══ Task input

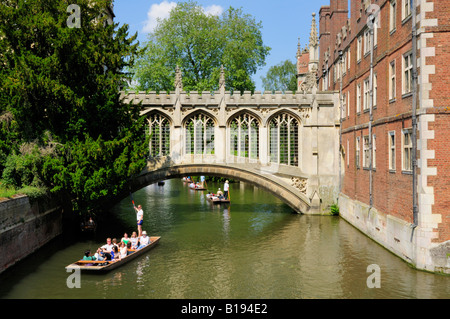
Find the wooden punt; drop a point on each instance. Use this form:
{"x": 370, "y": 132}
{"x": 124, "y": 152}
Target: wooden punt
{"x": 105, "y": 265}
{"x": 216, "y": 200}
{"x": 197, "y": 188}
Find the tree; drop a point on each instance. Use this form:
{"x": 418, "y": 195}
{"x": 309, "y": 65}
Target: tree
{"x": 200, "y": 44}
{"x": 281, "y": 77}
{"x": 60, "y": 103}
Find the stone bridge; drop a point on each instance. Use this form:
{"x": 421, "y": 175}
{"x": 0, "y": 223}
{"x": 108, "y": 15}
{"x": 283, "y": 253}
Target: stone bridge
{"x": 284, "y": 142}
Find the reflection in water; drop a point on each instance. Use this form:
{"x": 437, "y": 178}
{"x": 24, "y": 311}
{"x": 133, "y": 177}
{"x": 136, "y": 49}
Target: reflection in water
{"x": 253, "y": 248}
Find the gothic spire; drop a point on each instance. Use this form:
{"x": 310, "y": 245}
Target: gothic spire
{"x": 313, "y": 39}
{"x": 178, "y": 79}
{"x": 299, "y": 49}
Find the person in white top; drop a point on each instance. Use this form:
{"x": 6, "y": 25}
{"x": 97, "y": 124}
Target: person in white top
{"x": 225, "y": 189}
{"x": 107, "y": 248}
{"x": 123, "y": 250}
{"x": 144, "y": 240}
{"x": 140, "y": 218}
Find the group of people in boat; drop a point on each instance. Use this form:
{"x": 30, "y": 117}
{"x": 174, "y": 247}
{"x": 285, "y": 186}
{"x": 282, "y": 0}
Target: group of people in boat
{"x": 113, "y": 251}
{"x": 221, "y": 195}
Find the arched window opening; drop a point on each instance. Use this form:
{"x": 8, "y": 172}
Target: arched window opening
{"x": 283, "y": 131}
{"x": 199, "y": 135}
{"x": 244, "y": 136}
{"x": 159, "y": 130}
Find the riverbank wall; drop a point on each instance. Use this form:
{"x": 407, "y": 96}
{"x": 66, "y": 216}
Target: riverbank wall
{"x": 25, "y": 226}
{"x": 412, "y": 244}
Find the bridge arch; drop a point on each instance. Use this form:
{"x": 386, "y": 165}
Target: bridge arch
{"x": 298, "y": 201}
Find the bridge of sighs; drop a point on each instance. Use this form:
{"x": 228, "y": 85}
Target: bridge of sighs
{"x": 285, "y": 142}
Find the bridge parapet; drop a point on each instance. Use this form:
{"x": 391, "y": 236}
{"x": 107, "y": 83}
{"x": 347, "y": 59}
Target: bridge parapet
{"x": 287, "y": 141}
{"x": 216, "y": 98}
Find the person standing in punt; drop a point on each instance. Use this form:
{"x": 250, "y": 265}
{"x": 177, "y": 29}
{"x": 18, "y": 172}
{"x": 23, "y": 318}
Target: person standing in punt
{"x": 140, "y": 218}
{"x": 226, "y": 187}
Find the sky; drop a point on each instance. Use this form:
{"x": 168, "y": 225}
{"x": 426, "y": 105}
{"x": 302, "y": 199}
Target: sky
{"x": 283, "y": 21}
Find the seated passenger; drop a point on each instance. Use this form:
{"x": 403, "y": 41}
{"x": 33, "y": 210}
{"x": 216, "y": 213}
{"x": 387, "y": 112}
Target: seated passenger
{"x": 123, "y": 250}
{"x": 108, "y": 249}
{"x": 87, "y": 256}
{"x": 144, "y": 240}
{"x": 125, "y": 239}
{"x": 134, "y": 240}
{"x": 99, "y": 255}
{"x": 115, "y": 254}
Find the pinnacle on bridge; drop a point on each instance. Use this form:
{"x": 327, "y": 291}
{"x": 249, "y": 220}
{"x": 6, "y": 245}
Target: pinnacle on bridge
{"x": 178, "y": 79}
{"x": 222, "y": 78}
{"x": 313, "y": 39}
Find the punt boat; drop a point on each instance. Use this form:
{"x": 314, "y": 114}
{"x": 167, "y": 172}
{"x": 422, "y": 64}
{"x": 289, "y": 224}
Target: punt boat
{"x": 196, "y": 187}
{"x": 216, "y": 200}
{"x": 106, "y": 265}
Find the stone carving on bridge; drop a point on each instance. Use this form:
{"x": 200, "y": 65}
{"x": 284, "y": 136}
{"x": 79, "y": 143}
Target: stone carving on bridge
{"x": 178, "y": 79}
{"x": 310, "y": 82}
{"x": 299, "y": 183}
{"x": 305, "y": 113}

════

The task. Excluding the pictures, reproduce every entry exactly as given.

Result of this task.
Find the wooden punt; drop a point on each instance. Use this form:
{"x": 370, "y": 132}
{"x": 124, "y": 152}
Target: wooden punt
{"x": 105, "y": 265}
{"x": 216, "y": 200}
{"x": 197, "y": 188}
Find the tree; drop a point on each instance. Use this form:
{"x": 418, "y": 195}
{"x": 309, "y": 65}
Target: tree
{"x": 200, "y": 44}
{"x": 281, "y": 77}
{"x": 60, "y": 103}
Find the stone bridge; drop a point on each instance. Use this form:
{"x": 421, "y": 175}
{"x": 0, "y": 223}
{"x": 108, "y": 15}
{"x": 283, "y": 253}
Target: stone bridge
{"x": 284, "y": 142}
Find the reflection in water; drop a point on each instance. Use this form:
{"x": 437, "y": 178}
{"x": 24, "y": 311}
{"x": 133, "y": 177}
{"x": 136, "y": 49}
Target: reflection in water
{"x": 253, "y": 248}
Find the gothic spire; drop a point on each instance. Use this form:
{"x": 310, "y": 245}
Target: gothic spire
{"x": 313, "y": 39}
{"x": 178, "y": 79}
{"x": 299, "y": 49}
Find the person in white top; drop a point on each instance. Use this form:
{"x": 6, "y": 25}
{"x": 97, "y": 124}
Target: person in white top
{"x": 225, "y": 189}
{"x": 107, "y": 248}
{"x": 123, "y": 250}
{"x": 144, "y": 240}
{"x": 140, "y": 218}
Find the group of people in boat; drop a point on each instance. Use this form:
{"x": 30, "y": 117}
{"x": 174, "y": 247}
{"x": 285, "y": 186}
{"x": 282, "y": 0}
Target: group of people in boat
{"x": 113, "y": 251}
{"x": 221, "y": 195}
Find the arched window opening; drop a point on each instance. Use this form:
{"x": 8, "y": 172}
Target: arched window opening
{"x": 283, "y": 131}
{"x": 199, "y": 135}
{"x": 244, "y": 136}
{"x": 159, "y": 130}
Find the riverbank wall; drop a point on each instance. Use this form:
{"x": 407, "y": 96}
{"x": 66, "y": 216}
Target: riverbank wall
{"x": 25, "y": 226}
{"x": 412, "y": 244}
Find the bridge arch; drop a point on each instance. Use this form:
{"x": 386, "y": 165}
Target: bridge arch
{"x": 298, "y": 201}
Find the bridge of sighs; drop a point on each instance. Use this form:
{"x": 228, "y": 85}
Target: bridge of sighs
{"x": 285, "y": 142}
Find the bridge parapet; drop a point on each instance. Use this form:
{"x": 391, "y": 236}
{"x": 107, "y": 83}
{"x": 347, "y": 59}
Target: bridge parapet
{"x": 287, "y": 141}
{"x": 216, "y": 98}
Find the person standing in punt; drop a point on each instance. Use this form:
{"x": 250, "y": 265}
{"x": 177, "y": 29}
{"x": 18, "y": 172}
{"x": 23, "y": 318}
Target: person standing in punt
{"x": 140, "y": 218}
{"x": 226, "y": 187}
Find the sky; drop a point on each instance. Use this form:
{"x": 168, "y": 225}
{"x": 426, "y": 105}
{"x": 302, "y": 199}
Target: sky
{"x": 283, "y": 21}
Find the seated passenger; drop a point on each instance. Use this form:
{"x": 403, "y": 41}
{"x": 33, "y": 210}
{"x": 216, "y": 213}
{"x": 387, "y": 112}
Target: seated passenger
{"x": 123, "y": 250}
{"x": 108, "y": 249}
{"x": 87, "y": 256}
{"x": 144, "y": 240}
{"x": 125, "y": 239}
{"x": 134, "y": 240}
{"x": 99, "y": 255}
{"x": 115, "y": 254}
Find the pinnacle on bridge; drop a point on each instance. Use this form:
{"x": 327, "y": 291}
{"x": 249, "y": 220}
{"x": 6, "y": 245}
Target: pinnacle on bridge
{"x": 178, "y": 79}
{"x": 222, "y": 78}
{"x": 313, "y": 39}
Find the punt boat; drop a point on each instance. Use this form:
{"x": 314, "y": 114}
{"x": 167, "y": 172}
{"x": 422, "y": 64}
{"x": 289, "y": 224}
Target: punt boat
{"x": 196, "y": 187}
{"x": 216, "y": 200}
{"x": 106, "y": 265}
Find the stone carving on bridge; drop a point on each instance. Use this form:
{"x": 200, "y": 65}
{"x": 284, "y": 136}
{"x": 79, "y": 143}
Target: stone carving on bridge
{"x": 178, "y": 79}
{"x": 310, "y": 82}
{"x": 299, "y": 183}
{"x": 305, "y": 113}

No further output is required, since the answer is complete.